> [TO DO] Print the lines starting at the beginning of the records and ending at the line that contains "left=393, top=320, right=468, bottom=408", including both ends, and leave the pictures out.

> [SOURCE MATERIAL]
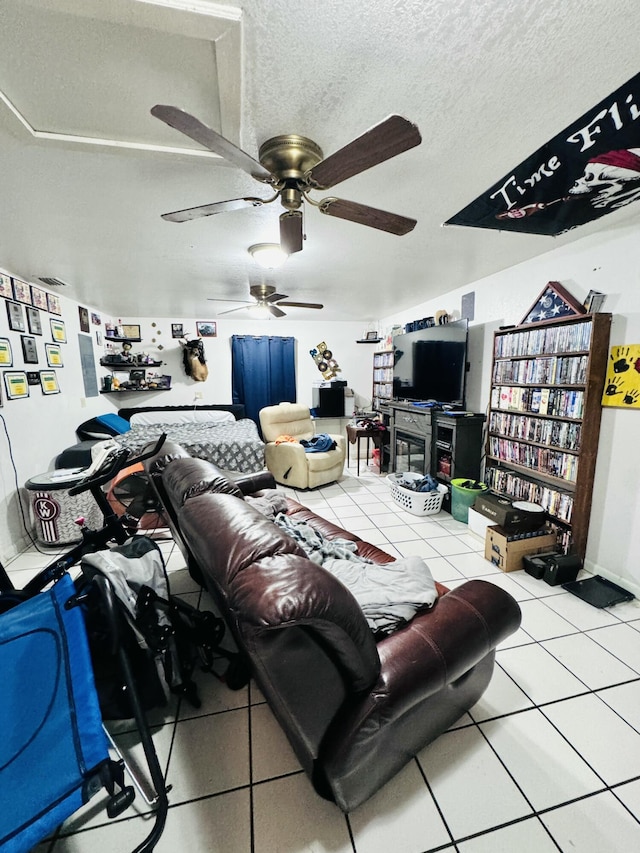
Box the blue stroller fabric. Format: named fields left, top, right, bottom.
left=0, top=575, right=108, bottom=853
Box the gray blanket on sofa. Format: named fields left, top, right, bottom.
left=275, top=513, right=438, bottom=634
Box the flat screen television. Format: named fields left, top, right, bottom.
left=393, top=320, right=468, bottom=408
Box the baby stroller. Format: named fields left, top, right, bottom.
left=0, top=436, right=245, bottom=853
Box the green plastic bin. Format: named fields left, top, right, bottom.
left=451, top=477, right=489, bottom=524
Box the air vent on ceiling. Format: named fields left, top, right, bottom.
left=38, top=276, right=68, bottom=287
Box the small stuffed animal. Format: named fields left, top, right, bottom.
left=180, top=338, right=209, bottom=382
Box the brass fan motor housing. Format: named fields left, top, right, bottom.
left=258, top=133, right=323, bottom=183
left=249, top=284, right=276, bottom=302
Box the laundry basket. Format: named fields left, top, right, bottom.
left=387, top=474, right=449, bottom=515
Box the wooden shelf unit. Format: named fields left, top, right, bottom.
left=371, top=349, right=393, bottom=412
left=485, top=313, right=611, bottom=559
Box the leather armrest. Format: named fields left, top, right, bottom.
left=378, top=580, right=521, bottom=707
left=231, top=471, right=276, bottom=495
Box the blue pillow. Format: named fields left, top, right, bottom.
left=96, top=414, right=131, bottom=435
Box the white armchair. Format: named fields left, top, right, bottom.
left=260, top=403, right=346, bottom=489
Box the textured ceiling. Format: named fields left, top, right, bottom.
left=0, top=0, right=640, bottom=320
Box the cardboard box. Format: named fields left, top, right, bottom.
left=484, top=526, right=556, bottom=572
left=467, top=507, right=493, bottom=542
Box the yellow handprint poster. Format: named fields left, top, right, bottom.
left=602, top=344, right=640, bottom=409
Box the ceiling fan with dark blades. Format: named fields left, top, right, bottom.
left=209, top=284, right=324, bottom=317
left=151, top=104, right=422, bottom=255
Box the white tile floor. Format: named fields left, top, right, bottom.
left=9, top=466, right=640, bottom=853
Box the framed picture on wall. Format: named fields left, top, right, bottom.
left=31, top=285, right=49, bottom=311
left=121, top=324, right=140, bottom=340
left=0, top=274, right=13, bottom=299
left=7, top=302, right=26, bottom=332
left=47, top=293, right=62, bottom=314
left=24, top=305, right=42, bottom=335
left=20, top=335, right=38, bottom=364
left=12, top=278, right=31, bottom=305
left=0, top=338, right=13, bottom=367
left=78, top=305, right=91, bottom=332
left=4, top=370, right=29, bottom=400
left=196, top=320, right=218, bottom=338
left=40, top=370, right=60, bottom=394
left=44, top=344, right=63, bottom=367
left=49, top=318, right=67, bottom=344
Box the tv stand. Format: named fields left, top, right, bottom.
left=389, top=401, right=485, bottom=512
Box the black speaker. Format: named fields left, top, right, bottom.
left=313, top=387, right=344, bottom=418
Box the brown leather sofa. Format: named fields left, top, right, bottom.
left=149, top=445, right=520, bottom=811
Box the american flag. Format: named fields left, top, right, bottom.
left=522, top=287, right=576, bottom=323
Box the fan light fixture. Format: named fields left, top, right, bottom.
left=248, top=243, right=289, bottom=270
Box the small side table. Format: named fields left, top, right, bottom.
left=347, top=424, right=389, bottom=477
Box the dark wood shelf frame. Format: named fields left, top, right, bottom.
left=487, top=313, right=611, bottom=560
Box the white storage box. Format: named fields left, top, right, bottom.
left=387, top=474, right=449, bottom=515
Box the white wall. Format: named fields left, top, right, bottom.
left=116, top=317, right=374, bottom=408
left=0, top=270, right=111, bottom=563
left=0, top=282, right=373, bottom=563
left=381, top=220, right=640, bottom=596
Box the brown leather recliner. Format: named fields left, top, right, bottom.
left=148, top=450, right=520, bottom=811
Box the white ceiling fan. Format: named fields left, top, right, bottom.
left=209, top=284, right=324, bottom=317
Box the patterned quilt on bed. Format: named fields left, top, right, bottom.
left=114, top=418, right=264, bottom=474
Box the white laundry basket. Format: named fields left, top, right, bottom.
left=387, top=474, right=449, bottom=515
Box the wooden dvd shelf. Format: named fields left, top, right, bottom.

> [EXERCISE OUTPUT]
Box the blue stroller fabric. Format: named fields left, top, right, bottom.
left=0, top=575, right=108, bottom=853
Box the gray blanket on sofa. Format: named fields left, top, right, bottom.
left=275, top=513, right=438, bottom=634
Box the flat screen television. Format: named fields left, top, right, bottom.
left=393, top=320, right=468, bottom=408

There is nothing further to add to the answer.